= TEXTE FOURNI =
Fondée par la munificence de Louis XIV, en 1674, l’Académie royale de Musique a changé plus souvent de directeurs que la monarchie de ministres. Ce charmant empire des graces, des chants et des ris, comme on disait alors, formait un département des menus plaisirs de la couronne, et subissait le contrecoup des révolutions qui éclataient parmi les dieux de l’Olympe. On se disputait la direction de l’Opéra comme la source d’une puissance occulte avec laquelle on espérait s’emparer de l’esprit du maître et gouverner l’état.

Que les temps sont changés !…

En 1790, le théâtre de l’Opéra tomba en partage à la ville, de Paris, qui l’avait déjà eu plusieurs fois sous sa dépendance ; mais, à partir du commencement de ce siècle jusqu’en 1831, il fut administré par des fonctionnaires publics pour ce dernier régime, l’Opéra a joui de trente années de prospérité. Il a produit un nombre considérable d’ouvrages nouveaux, parmi lesquels on peut signaler quelques chefs-d’œuvre, tels que la Vestale de Spontini, la Muette de Portici de M. Auber, et surtout le Guillaume Tell de Rossini. Après la révolution de juillet, un autre système a prévalu dans la direction de l’Opéra. : ce grand théâtre fut abandonné alors aux chances d’une entreprise particulière, avec une subvention de 800,000 francs, subvention qui a été réduite successivement à la somme de 620,000 francs, chiffre fixé par le dernier cahier des charges ; mais, indépendamment de cette subvention ordinaire, l’Opéra a eu aussi son budget extraordinaire, qui, sous le nom de secours provisoire, s’est monté l’année dernière jusqu’à la somme de 200,000 francs. Sous le nouveau mode d’exploitation, l’Opéra n’a eu qu’une prospérité passagère de quelques années. Grace aux deux belles partitions de M. Meyerbeer, Robert-le-Diable et les Huguenots, grace aussi au magnifique talent de M. Duprez et au concours d’un grand nombre d’autres artistes diversement distingués, le théâtre de l’Opéra a eu une phase assez brillante depuis 1831 jusqu’en 1839 ; mais, à partir de l’année 1840, la décadence de ce bel établissement a été visible pour tout le monde, et la révolution de février n’a fait que précipiter son agonie, qui durait depuis dix ans.

= EXTRAIT DES DONNÉES =
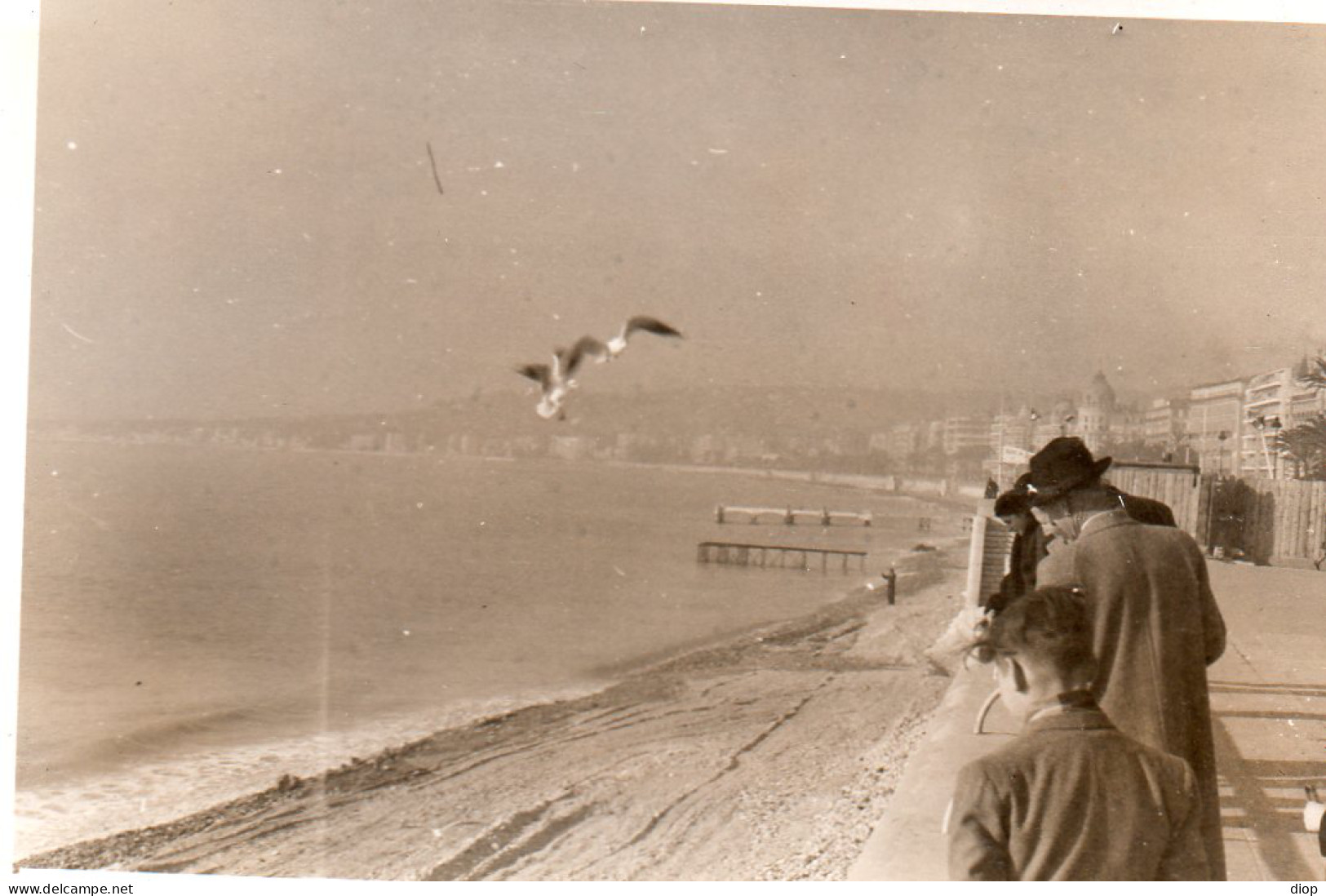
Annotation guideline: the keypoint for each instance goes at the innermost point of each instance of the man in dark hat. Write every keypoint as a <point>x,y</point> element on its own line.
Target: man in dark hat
<point>1029,543</point>
<point>1156,626</point>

= DÉTAIL DE LA TÂCHE =
Extrayez du texte sur l'histoire de l'Opéra le passage allant de « Fondée par la » jusqu'à « et gouverner l’état. » inclus, sans rien y changer.

= SOLUTION DU PROBLÈME =
Fondée par la munificence de Louis XIV, en 1674, l’Académie royale de Musique a changé plus souvent de directeurs que la monarchie de ministres. Ce charmant empire des graces, des chants et des ris, comme on disait alors, formait un département des menus plaisirs de la couronne, et subissait le contrecoup des révolutions qui éclataient parmi les dieux de l’Olympe. On se disputait la direction de l’Opéra comme la source d’une puissance occulte avec laquelle on espérait s’emparer de l’esprit du maître et gouverner l’état.